When Fiction Builds Faith

How the stories I once ignored became some of my greatest spiritual teachers.

Before college, I rarely touched a book unless I had to. If I picked one up, it was probably something by C.S. Lewis and even then, it was usually his theology, not his stories. Like many Christians, I believed that becoming a better disciple meant diving deep into apologetics, theology, and doctrine. I figured that was the surest way to grow in faith to answer the big questions with big truths.

But over time, something changed.

After seminary, even though I continued reading theological texts, I began to feel stuck. The more I learned, the more I realized how many trusted Christian thinkers disagreed. Who was right? Even if I relied only on Scripture, whose interpretation was truly sound? My questions didn’t go away. In fact, they multiplied. And that search for clarity eventually led me to a surprising place: the fiction section of the bookstore.

What I found there began to transform not just my thinking, but my life.

Stories as Sacred Spaces

I used to think that stories were a distraction from truth. Now I believe they’re often the most powerful ways we encounter it.

Fiction gives us more than just entertainment it opens our eyes. Through stories, we live other lives, see through other eyes, and feel things we haven’t experienced. We learn what it means to be courageous, conflicted, honest, or broken. Good fiction teaches empathy by drawing us into the inner worlds of characters people we come to understand, relate to, and even grieve for.

Supplied data.
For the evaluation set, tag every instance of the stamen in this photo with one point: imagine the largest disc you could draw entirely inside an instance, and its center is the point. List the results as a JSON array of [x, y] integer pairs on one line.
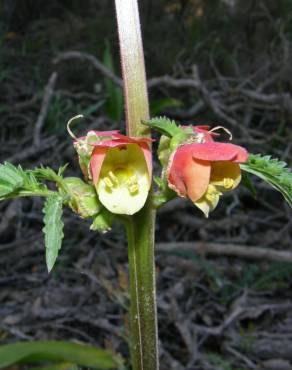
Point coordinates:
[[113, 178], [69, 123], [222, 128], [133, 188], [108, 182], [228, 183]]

...

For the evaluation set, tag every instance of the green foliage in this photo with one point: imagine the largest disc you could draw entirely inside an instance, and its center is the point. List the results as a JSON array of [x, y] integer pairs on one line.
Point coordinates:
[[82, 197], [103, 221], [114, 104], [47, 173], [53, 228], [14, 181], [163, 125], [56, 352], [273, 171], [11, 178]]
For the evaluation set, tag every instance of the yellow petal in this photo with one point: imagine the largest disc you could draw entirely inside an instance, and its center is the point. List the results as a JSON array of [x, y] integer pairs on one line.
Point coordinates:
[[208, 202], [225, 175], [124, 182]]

What you need to do.
A. In the essay on fiction and faith, where did the search for clarity after seminary eventually lead?
B. List every quality that, according to the essay on fiction and faith, stories teach us what it means to be.
C. Continue the essay on fiction and faith from the point where it stops.

Task answers.
A. The fiction section of the bookstore.

B. Courageous, conflicted, honest, and broken.

C.
It’s why Christian thinker Karen Swallow Prior writes that fiction doesn’t argue truth it shows it. We see good and evil played out in complex ways, helping us discern what’s true, not through propositions but through people. Philosopher Alasdair MacIntyre once said that novels should be part of any moral philosophy course. Why? Because humans are storytelling creatures, and stories teach us how to live.

Here are three powerful ways fiction can grow your faith and your humanity.

1. Stories Expand Empathy

Most of us only have one lens through which we experience the world: our own. We don’t get to inhabit the inner lives of others. But when we read fiction, we do. We walk in someone else’s shoes. We learn what it’s like to live in a different era, class, family, or country. And that’s spiritually significant.

A study from the Journal of Applied Social Psychology found that reading fiction, including series like Harry Potter, can increase empathy by helping readers connect with marginalized or stigmatized characters. Through those experiences, readers become more attuned to others’ emotions and challenges. It’s no surprise that Scripture so often uses story parables, narratives, poetry to invite us into spiritual truths.

Reading also helps us understand ourselves. When we encounter a fictional character whose struggle mirrors our own, something clicks. We find language for things we didn’t know how to articulate. A story can make us say, I’ve felt this. That recognition fosters self-awareness a necessary step in spiritual formation.

2. Reading Helps Us Unplug

Fiction offers us something our modern world desperately lacks: focused attention.

In an age dominated by screens, scrolling, and short attention spans, reading fiction invites us to slow down. It retrains our minds to resist constant digital stimulation. When you choose to read a novel especially in print you’re choosing presence over distraction.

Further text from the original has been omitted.